DRAWING THE COLOR LINE

Organized baseball in the United States was segregated before it was professional. During the 1860s, when baseball was really taking hold as the national game, whites and blacks sometimes played each other.17 But in December 1867, after the Pythians of Philadelphia, a black club, applied for membership in the National Association of Base Ball Players (“NABBP”), the first national organization overseeing the game, they were denied.18 Not only was the Pythians’ application denied, but the NABBP’s Nominating Committee unanimously recommended “against the admission of any club which may be composed of one or more persons of color.”19 The stated goal was to “keep out of the Convention… any subject having a political bearing.”20 Being that this decision was made shortly after the Civil War and before the 14th and 15th Amendments were ratified, the issue of racial exclusion certainly had political bearing. Nonetheless, the NABBP and later major leagues maintained segregation in the game, officially or, more often, unofficially, for the next 80 years.

• [REQUIRED WORK]
**1.** List every organization or committee named in the passage on baseball's color line.
**2.** Carry on the passage on baseball's color line, starting after its final sentence.

• [MATERIAL PROVIDED]
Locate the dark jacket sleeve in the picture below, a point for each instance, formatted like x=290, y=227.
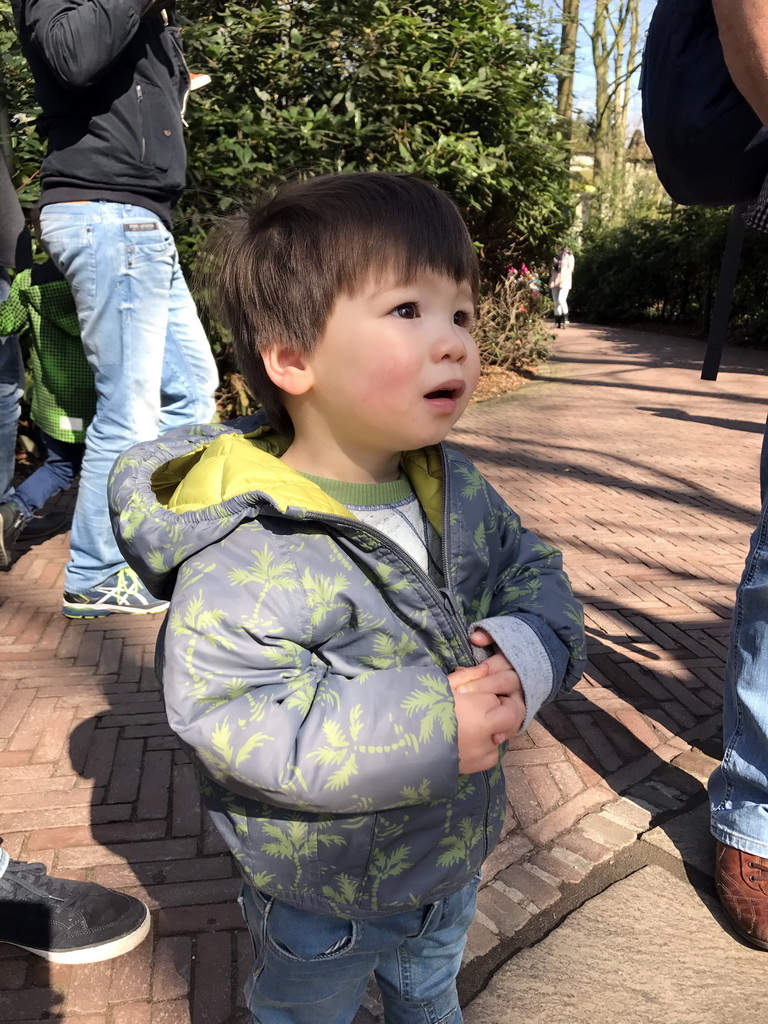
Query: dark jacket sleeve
x=80, y=39
x=531, y=613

• [RESPONSES PER TASK]
**1.**
- The Pythians of Philadelphia
- The National Association of Base Ball Players (NABBP)
- The NABBP's Nominating Committee

**2.**
There had been a brief glimmer of hope that baseball’s color line might not last into the new century. At least 54 black players played on racially integrated teams between 1883 and 1898.21 In 1884 two black brothers, Moses and Welday Walker, played for Toledo of the American Association, a league which rivaled the National League in the 1880s and differentiated itself by “openly seeking the patronage of ethnics and workingmen.”22

But white players saw potential for economic loss within their own ranks. In the days before professionalism, teams would often offer players easy jobs with high pay, usually working for a rich friend of the club, to induce the players to join the team. For example, an 1868 job advertisement for a first baseman read “The National Club of Washington are looking for a first baseman about here…Terms—First-rate position in the Treasury Department; must work in the Department until three o’clock, and then practice base ball until dark.”23 Once the best leagues in the country were professional, each roster spot given to a black player was potentially a spot lost by a white player.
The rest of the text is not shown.